++++ Texte donné ++++

N°2 : Le changement d’heure a des conséquences sur la santé
Peu utile économiquement, le changement d’heure peut même entraîner des répercussions sur le corps humain. C’est en tout cas ce qu’affirment certains chronobiologistes. Le docteur Marc Schob, notamment, qualifie ce changement d’heure semestriel d’”aberration”. “Nous devrions garder la même heure toute l’année. Cela a un impact sur le système immunitaire et affecte beaucoup l’être humain, surtout chez le jeune enfant. Les conséquences sont légères mais nombreuses. Irritabilité, troubles du sommeil ou de l’appétit, ou encore petites infections virales”, explique-t-il. Des propos confirmés par une étude conduite par la Commission européenne en 2015, qui écrit que “la santé peut être affectée par le changement de biorythme du corps, avec de possibles troubles du sommeil et de l’humeur”.

++++ Enregistrements fournis ++++

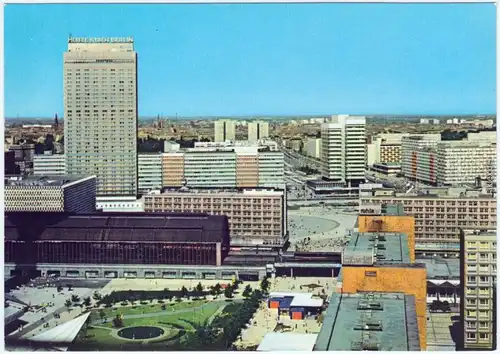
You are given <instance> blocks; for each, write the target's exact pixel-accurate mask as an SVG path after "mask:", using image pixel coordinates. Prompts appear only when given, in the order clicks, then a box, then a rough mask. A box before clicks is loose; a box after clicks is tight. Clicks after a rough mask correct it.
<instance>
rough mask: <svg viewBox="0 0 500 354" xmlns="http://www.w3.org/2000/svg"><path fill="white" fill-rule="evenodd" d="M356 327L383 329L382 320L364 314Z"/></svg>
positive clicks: (358, 328)
mask: <svg viewBox="0 0 500 354" xmlns="http://www.w3.org/2000/svg"><path fill="white" fill-rule="evenodd" d="M354 329H355V330H358V331H382V329H383V328H382V321H377V320H374V319H373V318H371V317H363V316H362V317H361V318H360V319H359V320H358V322H357V323H356V325H355V326H354Z"/></svg>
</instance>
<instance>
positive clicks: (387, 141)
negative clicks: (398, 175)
mask: <svg viewBox="0 0 500 354" xmlns="http://www.w3.org/2000/svg"><path fill="white" fill-rule="evenodd" d="M409 135H410V134H409V133H400V134H389V133H387V134H378V135H377V136H375V137H374V138H373V140H372V142H371V143H370V144H367V145H366V154H367V157H366V159H367V165H368V166H372V165H374V164H388V163H394V164H400V163H401V141H402V139H403V137H405V136H409Z"/></svg>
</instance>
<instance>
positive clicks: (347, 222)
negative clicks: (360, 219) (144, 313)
mask: <svg viewBox="0 0 500 354" xmlns="http://www.w3.org/2000/svg"><path fill="white" fill-rule="evenodd" d="M344 209H345V207H334V206H329V205H322V206H312V207H301V208H300V209H298V210H289V211H288V230H289V232H290V243H291V246H290V250H296V249H297V250H306V251H320V250H325V249H329V250H340V249H342V247H343V245H344V243H345V239H344V236H345V234H346V230H347V229H353V228H354V225H355V223H356V219H357V214H356V213H353V212H352V213H351V212H345V211H343V210H344ZM308 238H310V241H308V242H307V241H306V240H307V239H308ZM304 242H306V244H304Z"/></svg>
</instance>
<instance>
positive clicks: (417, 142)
mask: <svg viewBox="0 0 500 354" xmlns="http://www.w3.org/2000/svg"><path fill="white" fill-rule="evenodd" d="M440 141H441V134H418V135H409V136H404V137H402V139H401V172H402V173H403V174H404V175H405V177H407V178H409V179H413V180H416V181H424V182H428V183H432V184H435V183H436V176H437V161H436V156H435V152H434V150H433V148H435V147H436V145H437V143H438V142H440Z"/></svg>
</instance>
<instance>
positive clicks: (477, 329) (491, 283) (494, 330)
mask: <svg viewBox="0 0 500 354" xmlns="http://www.w3.org/2000/svg"><path fill="white" fill-rule="evenodd" d="M460 236H461V237H460V246H461V247H460V249H461V252H460V268H461V269H462V272H461V280H460V281H461V290H462V291H461V292H462V293H461V298H462V299H463V300H462V301H461V303H460V317H461V318H462V319H463V323H462V324H463V326H462V328H461V332H462V333H461V334H462V335H461V336H460V337H461V338H463V340H462V343H459V349H461V350H495V349H496V336H497V333H498V330H497V327H496V307H497V304H496V296H495V295H496V284H497V245H496V243H497V235H496V232H495V230H490V231H485V230H478V229H476V230H462V232H461V235H460Z"/></svg>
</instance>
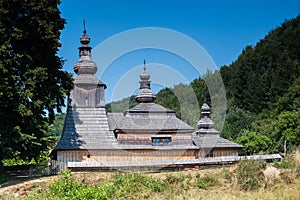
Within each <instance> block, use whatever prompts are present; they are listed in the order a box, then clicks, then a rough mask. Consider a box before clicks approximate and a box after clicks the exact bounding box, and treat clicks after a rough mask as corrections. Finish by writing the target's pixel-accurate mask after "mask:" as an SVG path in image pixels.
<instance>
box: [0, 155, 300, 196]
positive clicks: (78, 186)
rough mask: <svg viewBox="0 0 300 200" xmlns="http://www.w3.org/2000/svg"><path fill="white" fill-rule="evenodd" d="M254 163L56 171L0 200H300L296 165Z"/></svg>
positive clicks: (24, 184) (244, 162)
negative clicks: (272, 171) (70, 170)
mask: <svg viewBox="0 0 300 200" xmlns="http://www.w3.org/2000/svg"><path fill="white" fill-rule="evenodd" d="M273 165H274V164H272V165H270V164H268V166H265V165H261V163H260V162H258V161H255V162H254V161H253V162H248V163H247V162H243V163H240V164H237V165H235V166H231V167H224V168H215V169H204V170H190V171H177V172H160V173H139V172H128V173H125V172H105V173H104V172H99V173H71V172H70V171H65V172H62V173H61V174H60V175H57V176H49V177H43V178H39V179H33V180H26V181H24V182H21V183H15V184H13V185H11V186H7V187H3V188H0V199H5V200H6V199H222V200H223V199H225V200H226V199H295V200H299V199H300V167H299V164H296V163H292V165H291V164H290V162H289V163H277V165H276V166H277V167H278V171H279V172H280V175H279V176H278V177H275V176H274V177H269V178H268V179H266V177H265V176H264V175H263V171H264V170H265V169H266V168H272V166H273Z"/></svg>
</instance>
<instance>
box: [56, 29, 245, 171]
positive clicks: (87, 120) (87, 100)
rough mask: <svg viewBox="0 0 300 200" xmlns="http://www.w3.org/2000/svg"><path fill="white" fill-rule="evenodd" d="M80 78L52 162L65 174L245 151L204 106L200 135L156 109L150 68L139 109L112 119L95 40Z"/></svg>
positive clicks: (74, 80)
mask: <svg viewBox="0 0 300 200" xmlns="http://www.w3.org/2000/svg"><path fill="white" fill-rule="evenodd" d="M80 42H81V44H82V45H81V47H79V61H78V62H77V63H76V64H75V66H74V71H75V73H76V74H77V77H76V78H75V80H74V88H73V90H72V91H71V92H70V95H69V98H68V107H67V114H66V119H65V123H64V127H63V132H62V136H61V138H60V140H59V142H58V144H57V146H56V147H55V148H54V150H53V151H52V157H53V159H54V160H57V161H58V162H59V163H63V164H64V165H63V166H65V167H64V168H66V167H68V168H72V169H74V168H77V169H82V168H87V167H88V168H93V169H96V168H99V169H100V168H110V169H112V168H113V169H118V168H121V167H124V166H126V167H147V166H168V165H173V166H174V165H182V164H183V163H195V161H197V160H199V159H203V158H206V157H224V156H237V155H238V151H239V150H240V149H241V148H242V146H240V145H238V144H236V143H233V142H231V141H229V140H226V139H224V138H222V137H220V136H219V132H218V131H217V130H215V129H214V123H213V121H212V120H211V119H210V118H209V114H210V108H209V106H208V105H207V104H204V105H203V106H202V118H201V119H200V121H199V122H198V127H199V130H197V131H195V130H194V129H193V128H192V127H191V126H189V125H188V124H186V123H185V122H183V121H181V120H180V119H178V118H177V117H176V115H175V112H174V111H173V110H170V109H167V108H165V107H163V106H161V105H158V104H156V103H155V98H156V97H155V95H154V94H153V92H152V90H151V85H150V83H151V82H150V74H149V73H148V72H147V70H146V66H145V63H144V69H143V72H142V73H141V75H140V79H141V80H140V90H139V93H138V94H137V96H136V101H137V102H138V104H137V105H136V106H135V107H133V108H131V109H129V110H127V111H126V112H125V113H124V114H123V113H106V110H105V98H104V90H105V89H106V85H105V84H104V83H103V82H101V81H100V80H98V79H97V78H96V77H95V76H94V74H95V73H96V71H97V65H96V64H95V63H94V62H93V61H92V58H91V47H90V46H89V42H90V38H89V37H88V35H87V34H86V31H85V30H84V32H83V35H82V36H81V38H80Z"/></svg>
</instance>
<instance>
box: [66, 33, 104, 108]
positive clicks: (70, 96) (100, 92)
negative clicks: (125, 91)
mask: <svg viewBox="0 0 300 200" xmlns="http://www.w3.org/2000/svg"><path fill="white" fill-rule="evenodd" d="M80 43H81V46H80V47H79V48H78V49H79V61H78V62H77V63H76V64H75V65H74V72H75V73H76V74H77V77H76V78H75V81H74V89H73V90H72V91H71V94H70V97H69V106H72V107H94V108H95V107H105V98H104V90H105V88H106V85H105V84H104V83H102V82H101V81H100V80H98V79H97V78H96V77H95V76H94V74H95V73H96V72H97V69H98V67H97V65H96V63H94V62H93V61H92V56H91V49H92V48H91V47H90V46H89V43H90V38H89V36H88V35H87V34H86V30H85V27H84V31H83V35H82V36H81V37H80Z"/></svg>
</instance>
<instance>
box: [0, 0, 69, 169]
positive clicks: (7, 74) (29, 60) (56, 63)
mask: <svg viewBox="0 0 300 200" xmlns="http://www.w3.org/2000/svg"><path fill="white" fill-rule="evenodd" d="M0 2H1V3H0V4H1V7H0V35H1V37H0V57H1V59H0V167H1V166H2V160H3V159H5V158H11V157H20V158H22V159H25V160H28V159H32V158H37V157H38V156H39V154H40V152H42V151H44V150H45V149H47V148H48V144H49V134H48V132H47V126H48V124H49V123H51V122H52V121H53V119H54V114H55V110H57V111H58V112H61V106H64V98H65V95H66V94H67V93H68V92H69V91H70V89H71V88H72V84H73V83H72V75H71V74H69V73H67V72H65V71H63V70H62V66H63V60H62V59H61V58H60V57H58V55H57V51H58V48H59V47H60V42H59V38H60V31H61V30H62V29H63V28H64V24H65V19H63V18H61V16H60V11H59V9H58V7H57V6H58V5H59V4H60V1H59V0H39V1H37V0H34V1H28V0H0Z"/></svg>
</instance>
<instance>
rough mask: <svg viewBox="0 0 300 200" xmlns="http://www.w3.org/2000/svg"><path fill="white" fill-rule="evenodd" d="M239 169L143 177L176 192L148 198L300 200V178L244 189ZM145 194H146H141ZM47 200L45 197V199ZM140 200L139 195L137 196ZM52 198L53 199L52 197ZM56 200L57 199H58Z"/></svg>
mask: <svg viewBox="0 0 300 200" xmlns="http://www.w3.org/2000/svg"><path fill="white" fill-rule="evenodd" d="M235 169H236V168H235V167H230V168H220V169H205V170H191V171H180V172H161V173H142V176H146V177H149V179H150V178H154V179H156V180H168V181H169V182H170V183H171V186H172V189H170V190H169V189H168V190H167V191H166V192H156V193H153V194H151V195H150V196H149V197H148V199H153V200H154V199H215V200H218V199H220V200H221V199H222V200H227V199H228V200H229V199H230V200H232V199H239V200H243V199H245V200H246V199H247V200H248V199H291V200H293V199H295V200H299V199H300V178H299V177H298V178H296V179H295V182H294V183H290V184H286V182H284V181H283V180H281V179H276V180H275V181H274V182H273V183H272V184H270V185H268V186H267V187H261V188H259V189H257V190H253V191H243V190H240V187H239V185H238V184H237V183H236V181H234V180H231V179H230V174H232V173H233V171H234V170H235ZM74 175H75V177H76V180H77V182H78V183H84V184H86V185H88V187H96V186H97V185H99V184H100V183H101V182H103V181H109V180H110V179H111V178H112V177H114V175H116V173H115V172H109V173H108V172H106V173H103V172H99V173H75V174H74ZM196 177H200V178H205V177H206V178H213V177H214V178H217V183H214V184H212V185H211V186H209V187H208V188H207V189H199V188H198V187H196V183H195V182H196ZM59 178H60V176H52V177H44V178H40V179H34V180H30V181H26V182H23V183H19V184H16V185H13V186H8V187H4V188H0V199H24V198H26V197H27V196H28V194H30V193H32V192H33V191H37V190H40V191H47V190H49V186H50V185H51V184H53V182H54V181H55V180H59ZM140 193H143V191H140ZM42 198H43V197H42ZM136 198H137V199H138V198H139V196H138V194H137V196H136ZM50 199H51V198H50ZM54 199H55V198H54Z"/></svg>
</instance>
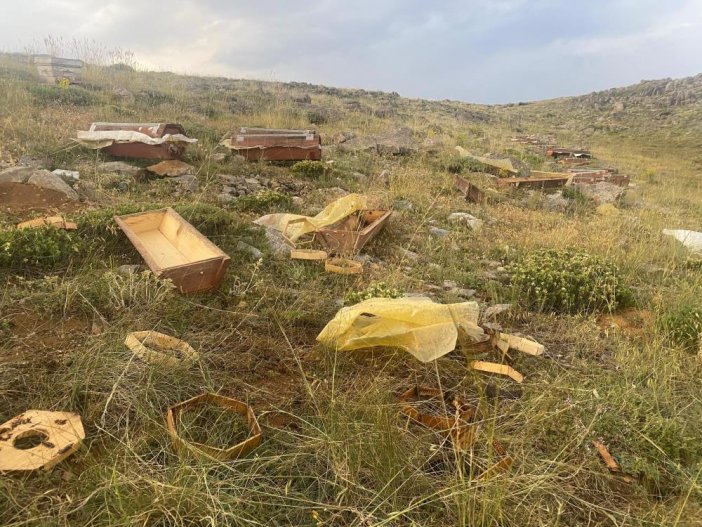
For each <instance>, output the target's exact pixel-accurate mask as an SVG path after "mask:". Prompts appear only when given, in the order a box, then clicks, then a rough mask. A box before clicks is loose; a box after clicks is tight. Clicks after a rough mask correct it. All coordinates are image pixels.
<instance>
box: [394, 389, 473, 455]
mask: <svg viewBox="0 0 702 527" xmlns="http://www.w3.org/2000/svg"><path fill="white" fill-rule="evenodd" d="M444 396H445V394H444V393H443V392H442V391H441V390H439V389H437V388H428V387H425V386H413V387H411V388H409V389H408V390H407V391H405V392H404V393H403V394H402V395H401V396H400V411H401V412H402V413H403V414H405V415H407V416H408V417H410V418H411V419H412V420H414V421H416V422H418V423H420V424H422V425H424V426H426V427H427V428H431V429H433V430H438V431H440V432H445V433H448V436H449V437H450V438H451V440H452V442H453V444H454V445H455V446H456V447H457V448H459V449H461V450H465V449H467V448H468V447H470V445H471V444H472V443H473V439H474V437H475V427H474V426H473V425H471V424H470V423H471V421H472V420H473V419H474V418H475V416H476V413H477V409H476V408H474V407H471V406H468V405H466V404H464V403H463V402H461V401H460V400H459V399H458V398H453V400H452V401H449V402H446V400H445V397H444ZM426 399H438V400H440V401H444V403H445V404H446V409H447V410H448V409H450V408H451V407H452V409H453V410H454V411H455V413H454V414H453V415H442V416H438V415H432V414H428V413H422V412H420V411H419V410H417V408H415V407H414V406H413V405H412V403H416V402H419V401H420V400H426Z"/></svg>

++++

[Tâche à réaliser]
Donnez la suite du texte sur le changement d'heure et la santé à partir de l'endroit où il s'arrête, s'il vous plaît.

[Réponse à la tâche]
Néanmoins, au sein de la communauté scientifique, l’impact négatif du changement d’heure sur la santé humaine reste controversé. En effet, selon Xavier Briffault, épidémiologiste de la santé mentale qui s’est exprimé auprès du Parisien, “Il n’y a pas de consensus clair sur un éventuel impact en termes de santé publique”. La Commission européenne a, par ailleurs, conclu son rapport en expliquant que “les éléments de preuve concernant les effets globaux sur la santé ne sont pas concluants”.
Que les risques du changement d’heure sur la santé soient réels ou exagérés, 19 % des médecins ont tout de même fait état d’une “augmentation de la consommation de médicaments, et singulièrement de tranquillisants” selon un sondage OpinionWay publié en 2015. D’après cette même étude, 75 % des personnes interrogées affirmaient que le changement d’heure avait un impact négatif sur « le sommeil, l’alimentation ou l’humeur ».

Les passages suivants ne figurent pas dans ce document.